> Data shown
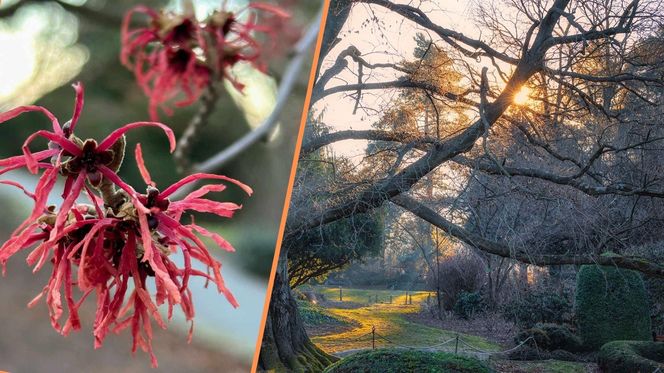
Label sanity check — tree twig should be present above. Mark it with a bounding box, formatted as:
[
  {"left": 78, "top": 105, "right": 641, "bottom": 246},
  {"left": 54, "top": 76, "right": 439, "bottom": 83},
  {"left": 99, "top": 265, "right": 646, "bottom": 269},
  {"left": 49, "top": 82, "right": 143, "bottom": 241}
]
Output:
[
  {"left": 194, "top": 15, "right": 320, "bottom": 172},
  {"left": 173, "top": 81, "right": 219, "bottom": 174}
]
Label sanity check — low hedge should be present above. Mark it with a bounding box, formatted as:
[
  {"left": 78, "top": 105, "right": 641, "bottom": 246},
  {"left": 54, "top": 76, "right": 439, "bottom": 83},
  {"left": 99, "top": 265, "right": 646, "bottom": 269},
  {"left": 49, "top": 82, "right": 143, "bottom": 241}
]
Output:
[{"left": 597, "top": 341, "right": 664, "bottom": 373}]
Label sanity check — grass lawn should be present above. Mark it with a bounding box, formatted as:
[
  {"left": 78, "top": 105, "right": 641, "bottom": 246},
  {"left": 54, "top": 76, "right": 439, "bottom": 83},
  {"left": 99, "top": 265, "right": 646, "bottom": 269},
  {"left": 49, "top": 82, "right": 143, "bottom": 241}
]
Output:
[
  {"left": 304, "top": 287, "right": 501, "bottom": 353},
  {"left": 491, "top": 360, "right": 599, "bottom": 373}
]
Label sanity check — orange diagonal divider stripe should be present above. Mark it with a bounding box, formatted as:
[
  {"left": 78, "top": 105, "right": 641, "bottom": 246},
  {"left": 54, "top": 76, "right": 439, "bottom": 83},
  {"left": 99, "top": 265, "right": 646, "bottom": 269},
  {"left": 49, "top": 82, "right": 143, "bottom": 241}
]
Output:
[{"left": 249, "top": 0, "right": 330, "bottom": 373}]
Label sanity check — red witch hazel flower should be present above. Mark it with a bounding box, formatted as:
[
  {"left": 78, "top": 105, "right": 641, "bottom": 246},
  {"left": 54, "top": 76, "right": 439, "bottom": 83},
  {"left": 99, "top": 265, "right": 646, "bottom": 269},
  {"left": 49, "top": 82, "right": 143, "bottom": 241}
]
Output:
[
  {"left": 0, "top": 83, "right": 252, "bottom": 367},
  {"left": 120, "top": 3, "right": 289, "bottom": 120}
]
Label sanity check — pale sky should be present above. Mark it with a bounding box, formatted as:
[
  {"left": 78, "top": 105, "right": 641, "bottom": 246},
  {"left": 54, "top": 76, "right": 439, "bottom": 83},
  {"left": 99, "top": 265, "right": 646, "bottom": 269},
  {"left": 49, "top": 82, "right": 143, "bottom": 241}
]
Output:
[{"left": 313, "top": 0, "right": 480, "bottom": 161}]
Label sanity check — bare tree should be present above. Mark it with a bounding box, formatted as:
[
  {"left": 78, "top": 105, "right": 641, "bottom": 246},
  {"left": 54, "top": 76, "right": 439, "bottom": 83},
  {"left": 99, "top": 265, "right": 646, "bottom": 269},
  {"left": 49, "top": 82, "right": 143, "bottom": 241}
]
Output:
[{"left": 260, "top": 0, "right": 664, "bottom": 371}]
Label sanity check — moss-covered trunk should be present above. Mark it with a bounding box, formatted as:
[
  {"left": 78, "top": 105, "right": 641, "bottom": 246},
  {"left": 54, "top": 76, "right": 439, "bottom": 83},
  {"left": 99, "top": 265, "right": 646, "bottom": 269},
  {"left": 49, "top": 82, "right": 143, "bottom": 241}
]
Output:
[{"left": 258, "top": 253, "right": 336, "bottom": 372}]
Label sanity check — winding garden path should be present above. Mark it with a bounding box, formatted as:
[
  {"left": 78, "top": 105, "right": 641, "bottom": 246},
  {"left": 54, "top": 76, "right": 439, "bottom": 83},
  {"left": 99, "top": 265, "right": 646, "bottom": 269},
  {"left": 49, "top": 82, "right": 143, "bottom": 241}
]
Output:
[{"left": 313, "top": 288, "right": 501, "bottom": 355}]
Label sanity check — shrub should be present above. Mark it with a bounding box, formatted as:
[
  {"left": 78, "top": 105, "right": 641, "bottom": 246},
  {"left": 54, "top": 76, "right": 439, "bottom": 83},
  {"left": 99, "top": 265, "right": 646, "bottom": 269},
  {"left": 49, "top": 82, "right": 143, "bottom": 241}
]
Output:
[
  {"left": 576, "top": 265, "right": 651, "bottom": 349},
  {"left": 503, "top": 290, "right": 572, "bottom": 328},
  {"left": 515, "top": 324, "right": 581, "bottom": 352},
  {"left": 324, "top": 349, "right": 490, "bottom": 373},
  {"left": 597, "top": 341, "right": 664, "bottom": 373},
  {"left": 454, "top": 291, "right": 486, "bottom": 320},
  {"left": 429, "top": 252, "right": 486, "bottom": 311}
]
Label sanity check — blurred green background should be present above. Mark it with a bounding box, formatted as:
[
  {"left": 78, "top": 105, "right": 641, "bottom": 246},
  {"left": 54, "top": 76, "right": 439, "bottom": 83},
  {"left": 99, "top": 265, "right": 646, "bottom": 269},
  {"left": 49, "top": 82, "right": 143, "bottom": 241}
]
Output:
[{"left": 0, "top": 0, "right": 321, "bottom": 372}]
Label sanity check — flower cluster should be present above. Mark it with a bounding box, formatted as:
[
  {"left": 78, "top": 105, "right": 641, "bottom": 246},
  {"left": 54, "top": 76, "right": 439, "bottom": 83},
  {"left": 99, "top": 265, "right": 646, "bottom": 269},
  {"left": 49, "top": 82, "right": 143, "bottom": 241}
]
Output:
[
  {"left": 0, "top": 83, "right": 252, "bottom": 366},
  {"left": 120, "top": 3, "right": 289, "bottom": 120}
]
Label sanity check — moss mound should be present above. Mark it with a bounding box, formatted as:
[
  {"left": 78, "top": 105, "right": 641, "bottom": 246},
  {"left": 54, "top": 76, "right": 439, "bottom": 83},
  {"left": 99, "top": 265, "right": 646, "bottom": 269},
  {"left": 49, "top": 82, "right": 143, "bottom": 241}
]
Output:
[
  {"left": 324, "top": 349, "right": 491, "bottom": 373},
  {"left": 575, "top": 265, "right": 651, "bottom": 350},
  {"left": 597, "top": 341, "right": 664, "bottom": 373}
]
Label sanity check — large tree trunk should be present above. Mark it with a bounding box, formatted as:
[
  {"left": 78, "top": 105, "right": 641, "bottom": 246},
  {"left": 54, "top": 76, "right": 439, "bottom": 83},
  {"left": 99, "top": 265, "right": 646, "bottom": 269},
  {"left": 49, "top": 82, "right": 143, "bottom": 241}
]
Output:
[{"left": 258, "top": 252, "right": 337, "bottom": 372}]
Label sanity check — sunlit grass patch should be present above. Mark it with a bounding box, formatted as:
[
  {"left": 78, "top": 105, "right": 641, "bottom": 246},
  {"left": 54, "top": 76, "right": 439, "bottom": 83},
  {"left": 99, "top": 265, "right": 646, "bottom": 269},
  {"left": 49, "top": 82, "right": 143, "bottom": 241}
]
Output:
[{"left": 312, "top": 287, "right": 500, "bottom": 353}]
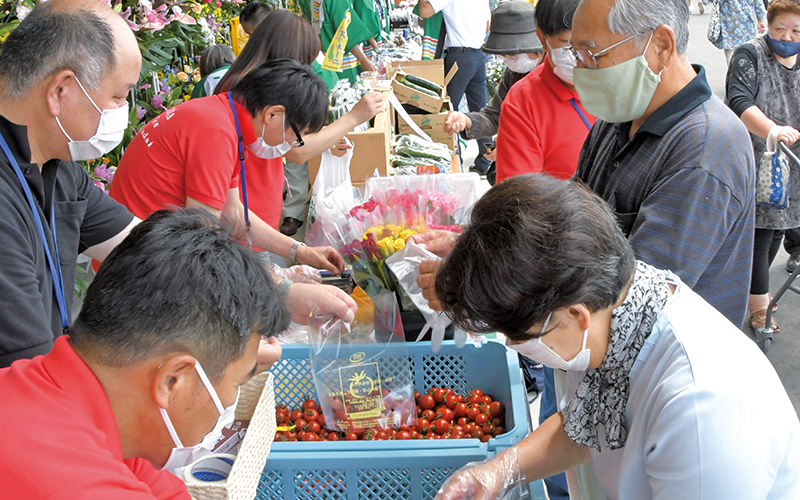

> What the task asks
Format every line of the data from the line containing "Label sanity check — flower" through the end of the data, both included, as a numbered list, omitting blank lines and leaving the pictures out.

> Output for this exercise
1. Label sanity check — flower cluster should be present above. Mark it with a bounding box, formatted as:
2. [
3.   {"left": 78, "top": 105, "right": 641, "bottom": 246},
4.   {"left": 54, "top": 76, "right": 439, "bottom": 83},
5.   {"left": 99, "top": 265, "right": 646, "bottom": 269},
6.   {"left": 49, "top": 82, "right": 143, "bottom": 241}
7. ]
8. Output:
9. [
10.   {"left": 0, "top": 83, "right": 252, "bottom": 366},
11.   {"left": 120, "top": 3, "right": 289, "bottom": 120}
12. ]
13. Label sanity check — moss mound should be present above. Mark it with a bounding box, formatted as:
14. [
15.   {"left": 78, "top": 105, "right": 641, "bottom": 246},
16.   {"left": 54, "top": 76, "right": 439, "bottom": 83},
17.   {"left": 99, "top": 265, "right": 646, "bottom": 269},
18.   {"left": 49, "top": 82, "right": 143, "bottom": 241}
19. ]
20. Output:
21. [
22.   {"left": 324, "top": 349, "right": 491, "bottom": 373},
23.   {"left": 575, "top": 265, "right": 651, "bottom": 350},
24.   {"left": 597, "top": 341, "right": 664, "bottom": 373}
25. ]
26. Label sanity check — large tree trunk should be present above. Mark it with a bounding box, formatted as:
27. [
28.   {"left": 78, "top": 105, "right": 641, "bottom": 246},
29.   {"left": 54, "top": 76, "right": 439, "bottom": 83},
30.   {"left": 99, "top": 265, "right": 646, "bottom": 269},
31.   {"left": 49, "top": 82, "right": 143, "bottom": 241}
32. ]
33. Output:
34. [{"left": 258, "top": 252, "right": 337, "bottom": 372}]
35. Label sanity check — sunlit grass patch should be present above. Mark it with a bounding box, formatted as:
36. [
37.   {"left": 78, "top": 105, "right": 641, "bottom": 246},
38.   {"left": 54, "top": 76, "right": 439, "bottom": 83},
39.   {"left": 99, "top": 265, "right": 646, "bottom": 269},
40.   {"left": 49, "top": 82, "right": 143, "bottom": 241}
41. ]
42. Output:
43. [{"left": 312, "top": 287, "right": 500, "bottom": 353}]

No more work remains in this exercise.